• [Exercise requirements] Retype all of the entries that appear below, keeping them exactly as they are.

• [Extracted data]

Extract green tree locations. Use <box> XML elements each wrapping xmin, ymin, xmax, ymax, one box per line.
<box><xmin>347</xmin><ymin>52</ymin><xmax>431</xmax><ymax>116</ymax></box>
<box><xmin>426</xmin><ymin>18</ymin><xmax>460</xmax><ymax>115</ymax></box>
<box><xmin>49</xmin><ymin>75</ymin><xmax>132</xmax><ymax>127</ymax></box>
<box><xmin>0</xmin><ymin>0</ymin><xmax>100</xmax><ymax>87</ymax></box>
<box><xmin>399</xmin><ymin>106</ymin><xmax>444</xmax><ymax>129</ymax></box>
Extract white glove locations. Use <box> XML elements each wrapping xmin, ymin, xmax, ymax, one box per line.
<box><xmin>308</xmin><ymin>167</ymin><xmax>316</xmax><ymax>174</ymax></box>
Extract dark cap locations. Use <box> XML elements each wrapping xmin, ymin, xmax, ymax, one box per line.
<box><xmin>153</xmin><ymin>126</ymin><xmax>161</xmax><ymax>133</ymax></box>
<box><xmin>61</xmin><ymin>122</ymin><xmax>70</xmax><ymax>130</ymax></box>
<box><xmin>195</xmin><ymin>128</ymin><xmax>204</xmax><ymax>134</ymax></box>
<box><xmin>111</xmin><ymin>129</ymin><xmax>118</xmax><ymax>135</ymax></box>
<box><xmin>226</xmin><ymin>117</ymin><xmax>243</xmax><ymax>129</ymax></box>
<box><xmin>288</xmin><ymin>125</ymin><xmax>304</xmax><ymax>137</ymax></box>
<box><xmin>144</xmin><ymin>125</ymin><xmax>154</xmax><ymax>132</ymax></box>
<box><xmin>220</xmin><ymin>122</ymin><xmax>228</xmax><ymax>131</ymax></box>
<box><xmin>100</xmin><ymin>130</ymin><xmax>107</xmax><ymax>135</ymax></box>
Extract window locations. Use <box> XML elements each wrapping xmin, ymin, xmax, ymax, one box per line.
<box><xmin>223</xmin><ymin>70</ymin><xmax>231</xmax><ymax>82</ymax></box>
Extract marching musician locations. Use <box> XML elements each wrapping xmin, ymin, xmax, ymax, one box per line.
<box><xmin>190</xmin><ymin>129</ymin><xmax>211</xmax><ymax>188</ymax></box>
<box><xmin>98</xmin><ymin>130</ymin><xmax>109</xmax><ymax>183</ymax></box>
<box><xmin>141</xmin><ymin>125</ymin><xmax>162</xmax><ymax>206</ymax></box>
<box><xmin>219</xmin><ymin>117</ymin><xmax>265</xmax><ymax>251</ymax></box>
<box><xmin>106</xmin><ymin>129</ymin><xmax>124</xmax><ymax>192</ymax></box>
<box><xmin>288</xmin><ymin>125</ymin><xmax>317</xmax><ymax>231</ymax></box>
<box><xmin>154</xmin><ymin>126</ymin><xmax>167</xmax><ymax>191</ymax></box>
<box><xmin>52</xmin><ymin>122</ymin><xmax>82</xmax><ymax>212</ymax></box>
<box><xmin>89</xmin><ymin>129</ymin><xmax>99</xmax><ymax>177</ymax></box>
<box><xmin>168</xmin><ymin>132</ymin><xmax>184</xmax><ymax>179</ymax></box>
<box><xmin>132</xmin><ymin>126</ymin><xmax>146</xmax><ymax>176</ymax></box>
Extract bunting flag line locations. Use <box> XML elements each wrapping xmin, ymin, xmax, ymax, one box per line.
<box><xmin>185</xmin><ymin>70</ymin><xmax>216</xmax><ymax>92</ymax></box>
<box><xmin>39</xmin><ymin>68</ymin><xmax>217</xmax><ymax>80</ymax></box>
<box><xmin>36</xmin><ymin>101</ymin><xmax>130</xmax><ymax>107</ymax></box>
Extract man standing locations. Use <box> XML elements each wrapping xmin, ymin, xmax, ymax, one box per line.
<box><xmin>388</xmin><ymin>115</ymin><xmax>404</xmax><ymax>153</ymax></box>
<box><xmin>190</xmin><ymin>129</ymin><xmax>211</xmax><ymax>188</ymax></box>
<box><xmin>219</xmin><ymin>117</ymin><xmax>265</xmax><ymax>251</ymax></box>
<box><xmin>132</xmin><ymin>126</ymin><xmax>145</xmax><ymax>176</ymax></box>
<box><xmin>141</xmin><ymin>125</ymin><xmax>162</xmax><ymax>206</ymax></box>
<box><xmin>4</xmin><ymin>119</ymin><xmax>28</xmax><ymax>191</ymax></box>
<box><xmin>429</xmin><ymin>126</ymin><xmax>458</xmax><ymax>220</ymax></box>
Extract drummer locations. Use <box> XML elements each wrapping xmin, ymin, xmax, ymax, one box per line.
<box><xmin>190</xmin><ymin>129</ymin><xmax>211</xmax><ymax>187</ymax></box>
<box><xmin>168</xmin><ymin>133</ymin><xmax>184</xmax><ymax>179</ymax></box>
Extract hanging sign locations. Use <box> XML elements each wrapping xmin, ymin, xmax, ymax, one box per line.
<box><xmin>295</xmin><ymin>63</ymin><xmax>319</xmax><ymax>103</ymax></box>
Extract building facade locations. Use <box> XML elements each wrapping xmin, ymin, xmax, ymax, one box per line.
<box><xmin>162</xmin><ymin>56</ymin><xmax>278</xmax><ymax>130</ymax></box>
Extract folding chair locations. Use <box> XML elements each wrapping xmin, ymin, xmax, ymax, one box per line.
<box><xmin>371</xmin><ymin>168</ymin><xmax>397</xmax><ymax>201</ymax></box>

• [Solution for this problem]
Extract green tree locations. Use <box> XML elements each wrapping xmin, ymin, xmax, ymax, one box per line.
<box><xmin>347</xmin><ymin>52</ymin><xmax>431</xmax><ymax>116</ymax></box>
<box><xmin>426</xmin><ymin>18</ymin><xmax>460</xmax><ymax>115</ymax></box>
<box><xmin>49</xmin><ymin>75</ymin><xmax>132</xmax><ymax>127</ymax></box>
<box><xmin>0</xmin><ymin>0</ymin><xmax>100</xmax><ymax>87</ymax></box>
<box><xmin>399</xmin><ymin>106</ymin><xmax>444</xmax><ymax>129</ymax></box>
Extract white glove locations. Use <box> XML elements each wrapping xmin, ymin, xmax, ymax, one box per line.
<box><xmin>308</xmin><ymin>167</ymin><xmax>316</xmax><ymax>174</ymax></box>
Extract dark cap locations. Use <box> XML elements each wrapping xmin, ymin, xmax, ymax, one box per line.
<box><xmin>153</xmin><ymin>126</ymin><xmax>161</xmax><ymax>133</ymax></box>
<box><xmin>61</xmin><ymin>122</ymin><xmax>70</xmax><ymax>130</ymax></box>
<box><xmin>195</xmin><ymin>128</ymin><xmax>204</xmax><ymax>134</ymax></box>
<box><xmin>111</xmin><ymin>129</ymin><xmax>118</xmax><ymax>135</ymax></box>
<box><xmin>226</xmin><ymin>117</ymin><xmax>243</xmax><ymax>129</ymax></box>
<box><xmin>288</xmin><ymin>125</ymin><xmax>304</xmax><ymax>137</ymax></box>
<box><xmin>144</xmin><ymin>125</ymin><xmax>154</xmax><ymax>132</ymax></box>
<box><xmin>220</xmin><ymin>122</ymin><xmax>228</xmax><ymax>131</ymax></box>
<box><xmin>100</xmin><ymin>130</ymin><xmax>107</xmax><ymax>135</ymax></box>
Extract window locations. Use <box> XML elements each wrapping xmin, ymin, xmax, ymax, one box per line.
<box><xmin>223</xmin><ymin>70</ymin><xmax>231</xmax><ymax>82</ymax></box>
Extract marching musician locations. Use <box> XML elements each wrapping xmin, ymin, xmax, ymax, one box per line.
<box><xmin>190</xmin><ymin>129</ymin><xmax>211</xmax><ymax>188</ymax></box>
<box><xmin>98</xmin><ymin>130</ymin><xmax>109</xmax><ymax>183</ymax></box>
<box><xmin>141</xmin><ymin>125</ymin><xmax>162</xmax><ymax>206</ymax></box>
<box><xmin>219</xmin><ymin>117</ymin><xmax>265</xmax><ymax>251</ymax></box>
<box><xmin>106</xmin><ymin>129</ymin><xmax>124</xmax><ymax>192</ymax></box>
<box><xmin>288</xmin><ymin>125</ymin><xmax>317</xmax><ymax>231</ymax></box>
<box><xmin>154</xmin><ymin>126</ymin><xmax>167</xmax><ymax>191</ymax></box>
<box><xmin>52</xmin><ymin>122</ymin><xmax>82</xmax><ymax>212</ymax></box>
<box><xmin>89</xmin><ymin>129</ymin><xmax>99</xmax><ymax>177</ymax></box>
<box><xmin>168</xmin><ymin>132</ymin><xmax>184</xmax><ymax>179</ymax></box>
<box><xmin>132</xmin><ymin>126</ymin><xmax>146</xmax><ymax>176</ymax></box>
Extract bunting flag line locations. Use <box> XML elements each wrapping xmin, ymin, xmax, ymax, one box per line.
<box><xmin>185</xmin><ymin>70</ymin><xmax>216</xmax><ymax>92</ymax></box>
<box><xmin>39</xmin><ymin>68</ymin><xmax>217</xmax><ymax>80</ymax></box>
<box><xmin>36</xmin><ymin>101</ymin><xmax>130</xmax><ymax>107</ymax></box>
Extract man standing locations. Use <box> XML elements each wrapping xmin, ymin, xmax, ymax, one box per line.
<box><xmin>388</xmin><ymin>115</ymin><xmax>404</xmax><ymax>153</ymax></box>
<box><xmin>190</xmin><ymin>129</ymin><xmax>211</xmax><ymax>188</ymax></box>
<box><xmin>219</xmin><ymin>117</ymin><xmax>265</xmax><ymax>251</ymax></box>
<box><xmin>132</xmin><ymin>126</ymin><xmax>145</xmax><ymax>176</ymax></box>
<box><xmin>141</xmin><ymin>125</ymin><xmax>162</xmax><ymax>206</ymax></box>
<box><xmin>4</xmin><ymin>119</ymin><xmax>28</xmax><ymax>191</ymax></box>
<box><xmin>429</xmin><ymin>126</ymin><xmax>458</xmax><ymax>220</ymax></box>
Extract drummer locations. Use <box> XML elements each wrapping xmin, ymin, xmax, ymax, one box per line.
<box><xmin>190</xmin><ymin>129</ymin><xmax>211</xmax><ymax>187</ymax></box>
<box><xmin>168</xmin><ymin>133</ymin><xmax>184</xmax><ymax>179</ymax></box>
Extract hanging sign locations. Use <box> XML elements each wrapping xmin, ymin, xmax, ymax, one box per line.
<box><xmin>295</xmin><ymin>63</ymin><xmax>319</xmax><ymax>103</ymax></box>
Extract building facade locations. Use <box> XML elements each wrapping xmin, ymin, xmax, ymax, one box per line.
<box><xmin>162</xmin><ymin>56</ymin><xmax>278</xmax><ymax>130</ymax></box>
Extract folding chair locations. Use <box> XML elements each wrapping xmin, ymin, xmax, ymax, one box per line.
<box><xmin>371</xmin><ymin>168</ymin><xmax>397</xmax><ymax>201</ymax></box>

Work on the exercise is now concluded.